## [ASSIGNED TASK 1]
Answer these questions from the Ashitaka passage:
(a) Which of Ashitaka's hands wants to kill Lady Eboshi?
(b) Whom do the human scouts in boar skins trick into leading them to the Shishigami?
(c) What does Ashitaka plead to Lady Eboshi about the Shishigami?
## [ASSIGNED TASK 2]
Return the part of the Ashitaka passage that starts at "Ashitaka's own dual" and ends at "live in peace.", copied word for word.
## [ASSIGNED TASK 3]
Resume the Ashitaka passage after its last sentence.

Ashitaka's own dual nature is manifested physically: his cursed right hand wants to kill Lady Eboshi, while his unaffected human hand wants to hold it back. More than once, he questions aloud whether humans and the forest can live in peace.
Man versus nature
As San and Lady Eboshi, the forces of industry and nature, cross blades in Irontown, Ashitaka gets between them and tries to mediate. On the one hand, this is an admirable aim, but on the other hand, his refusal to commit to a side leaves him ineffectual to prevent the larger tragedy that plays out as human scouts in boar skins trick Okkoto into leading them to the Shishigami (Deer God or Forest Spirit). Accordingly, his pleas to Lady Eboshi that the Shishigami is not her enemy fall on deaf ears.

## [DATA UNDER STUDY]
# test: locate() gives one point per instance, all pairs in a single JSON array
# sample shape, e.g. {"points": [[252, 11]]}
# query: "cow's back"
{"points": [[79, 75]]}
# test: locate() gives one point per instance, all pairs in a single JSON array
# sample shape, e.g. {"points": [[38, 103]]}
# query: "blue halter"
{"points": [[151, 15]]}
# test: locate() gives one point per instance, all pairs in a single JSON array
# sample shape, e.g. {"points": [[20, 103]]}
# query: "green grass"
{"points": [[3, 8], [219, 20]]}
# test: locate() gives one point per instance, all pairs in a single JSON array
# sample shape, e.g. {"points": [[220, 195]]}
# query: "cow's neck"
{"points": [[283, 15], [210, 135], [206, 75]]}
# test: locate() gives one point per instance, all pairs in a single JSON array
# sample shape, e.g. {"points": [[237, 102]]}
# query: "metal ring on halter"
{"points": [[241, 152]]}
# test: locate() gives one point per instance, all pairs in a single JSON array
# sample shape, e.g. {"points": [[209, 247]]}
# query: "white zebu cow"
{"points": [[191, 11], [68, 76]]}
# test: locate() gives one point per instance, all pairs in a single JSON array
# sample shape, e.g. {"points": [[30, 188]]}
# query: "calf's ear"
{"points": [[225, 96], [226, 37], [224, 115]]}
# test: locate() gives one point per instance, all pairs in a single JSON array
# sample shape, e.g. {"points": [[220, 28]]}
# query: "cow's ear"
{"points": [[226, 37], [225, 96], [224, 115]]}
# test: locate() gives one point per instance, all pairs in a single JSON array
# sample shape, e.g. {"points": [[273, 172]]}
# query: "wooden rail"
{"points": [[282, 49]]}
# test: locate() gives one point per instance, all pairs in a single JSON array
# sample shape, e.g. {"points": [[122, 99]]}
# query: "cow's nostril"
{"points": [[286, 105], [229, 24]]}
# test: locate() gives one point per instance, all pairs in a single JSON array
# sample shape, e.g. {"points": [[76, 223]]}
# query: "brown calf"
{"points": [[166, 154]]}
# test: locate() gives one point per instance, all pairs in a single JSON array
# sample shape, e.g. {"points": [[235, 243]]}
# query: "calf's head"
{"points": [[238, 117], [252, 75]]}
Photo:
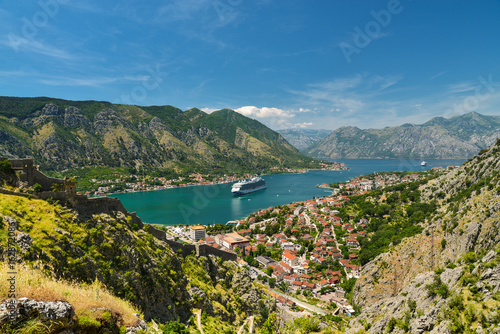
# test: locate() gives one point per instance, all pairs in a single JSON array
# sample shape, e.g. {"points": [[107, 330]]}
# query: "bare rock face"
{"points": [[15, 311]]}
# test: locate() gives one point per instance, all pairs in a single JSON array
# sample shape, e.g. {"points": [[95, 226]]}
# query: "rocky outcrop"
{"points": [[19, 310], [92, 133]]}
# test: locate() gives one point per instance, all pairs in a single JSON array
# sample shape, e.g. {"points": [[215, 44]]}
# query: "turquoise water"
{"points": [[215, 203]]}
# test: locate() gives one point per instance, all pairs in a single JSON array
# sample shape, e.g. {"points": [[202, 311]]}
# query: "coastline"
{"points": [[210, 184]]}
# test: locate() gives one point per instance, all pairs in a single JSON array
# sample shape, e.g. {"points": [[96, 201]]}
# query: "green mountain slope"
{"points": [[458, 137], [62, 134], [444, 280], [109, 252], [303, 138]]}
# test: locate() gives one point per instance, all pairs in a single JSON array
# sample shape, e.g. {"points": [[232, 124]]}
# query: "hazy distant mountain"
{"points": [[457, 137], [303, 138], [62, 134]]}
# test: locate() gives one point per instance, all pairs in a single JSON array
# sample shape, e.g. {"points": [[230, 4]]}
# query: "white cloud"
{"points": [[265, 112], [19, 43]]}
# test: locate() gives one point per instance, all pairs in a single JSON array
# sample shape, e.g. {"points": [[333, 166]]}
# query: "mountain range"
{"points": [[61, 134], [303, 138], [440, 138]]}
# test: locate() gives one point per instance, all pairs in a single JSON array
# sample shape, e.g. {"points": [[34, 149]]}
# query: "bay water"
{"points": [[214, 204]]}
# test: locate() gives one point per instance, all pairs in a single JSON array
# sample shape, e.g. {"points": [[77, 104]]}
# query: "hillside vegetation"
{"points": [[103, 265], [62, 134], [458, 137], [445, 279]]}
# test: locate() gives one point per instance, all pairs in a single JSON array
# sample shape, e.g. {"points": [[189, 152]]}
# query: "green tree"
{"points": [[172, 327], [37, 188]]}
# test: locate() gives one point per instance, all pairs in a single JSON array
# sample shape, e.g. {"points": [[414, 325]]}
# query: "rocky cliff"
{"points": [[303, 138], [62, 134], [458, 137], [447, 279], [133, 265]]}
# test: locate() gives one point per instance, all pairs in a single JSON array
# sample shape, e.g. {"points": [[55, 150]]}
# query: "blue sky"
{"points": [[317, 64]]}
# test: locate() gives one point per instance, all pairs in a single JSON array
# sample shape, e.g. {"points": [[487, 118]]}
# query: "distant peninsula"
{"points": [[459, 137]]}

## [ANSWER SPACE 1]
(a) His cursed right hand.
(b) Okkoto.
(c) That the Shishigami is not her enemy.

## [ANSWER SPACE 2]
Ashitaka's own dual nature is manifested physically: his cursed right hand wants to kill Lady Eboshi, while his unaffected human hand wants to hold it back. More than once, he questions aloud whether humans and the forest can live in peace.

## [ANSWER SPACE 3]
The Shishigami also has a duality that is manifested in the transformation from its daytime form to the towering figure of the Night Walker. Its pond has healing powers and Lady Eboshi thinks its blood can cure disease, but at the end, we see that it is the god of both life and death as it kills the wounded Okkoto and Moro.
Nature can be inhospitable if not outright hostile to humans, sending disasters that cause indiscriminate harm — something Japan knows about all too well, with the threat of earthquakes, tsunamis, typhoons, volcano eruptions, and the like looming over the island nation at different intervals. In "Princess Mononoke," the monk who is after the Shishigami's head on behalf of the Emperor also speaks of a flood or landslide wiping out a village. Yet in real life, humans are just as capable of exploiting the environment and maybe even bringing some calamities on themselves as a species, through climate change.
Death and rebirth
"Princess Mononoke" depicts the clash between human civilization and nature in the Muromachi period, described by Miyazaki in his proposal as a "confusing era" where Japan "went through the process of moving from the collapse of the system in the medieval era towards the modern era." It's a time he held up as a mirror to contemporary society with its sweeping premillennial changes circa the late 1990s.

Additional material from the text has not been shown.